EXTRAIT À LIRE =
-.-.-

Le plaignant dénonce les
allusions à des rumeurs, le titre et le ton ironique de l’article
. Le dernier paragraphe de l’article
serait tendancieux et diffamatoire à l’égard des plaignants. L’équité aurait
commandé au journaliste d’apporter des preuves de ce qu’il écrivait au lieu de
baser principalement son article sur des rumeurs et de l’envie.
Article du 15 mai
Le 8 mai, le plaignant a parlé au
journaliste pour lui donner sa version des faits: « la hausse du prix de
l’action de WPC en février était principalement due à l’euphorie des marchés
concernant la transformation de petites compagnies juniors en compagnies
Internet, jumelée à l’augmentation du prix de l’or […] ». Afin que sa
compagnie ait des liquidités suffisantes pour éviter d’être retiré de la Bourse
de Montréal, il a demandé aux dirigeants de sa compagnie d’exercer leur option
dès que le prix de l’action serait au-dessus de 0,25 $. Ces informations sont
de nature publique et disponibles à la Commission des valeurs mobilières du
Québec. À la suite de la montée du titre de WPC, le 2 mars, M. Durocher a émis,
à la demande de la Bourse de Montréal, un communiqué où il n’est aucunement
question du projet Internet.

-.-.-

INFORMATIONS FOURNIES =
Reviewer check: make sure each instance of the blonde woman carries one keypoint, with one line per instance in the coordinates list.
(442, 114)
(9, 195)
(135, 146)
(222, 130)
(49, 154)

-.-.-

CONSIGNE = Veuillez mettre à jour le passage de l'extrait sur la plainte compris entre « Article du 15 » et « du projet Internet. » inclusivement, en y remplaçant « WPC » par « la société ».

RÉPONSE DÉTAILLÉE =
Article du 15 mai
Le 8 mai, le plaignant a parlé au
journaliste pour lui donner sa version des faits: « la hausse du prix de
l’action de la société en février était principalement due à l’euphorie des marchés
concernant la transformation de petites compagnies juniors en compagnies
Internet, jumelée à l’augmentation du prix de l’or […] ». Afin que sa
compagnie ait des liquidités suffisantes pour éviter d’être retiré de la Bourse
de Montréal, il a demandé aux dirigeants de sa compagnie d’exercer leur option
dès que le prix de l’action serait au-dessus de 0,25 $. Ces informations sont
de nature publique et disponibles à la Commission des valeurs mobilières du
Québec. À la suite de la montée du titre de la société, le 2 mars, M. Durocher a émis,
à la demande de la Bourse de Montréal, un communiqué où il n’est aucunement
question du projet Internet.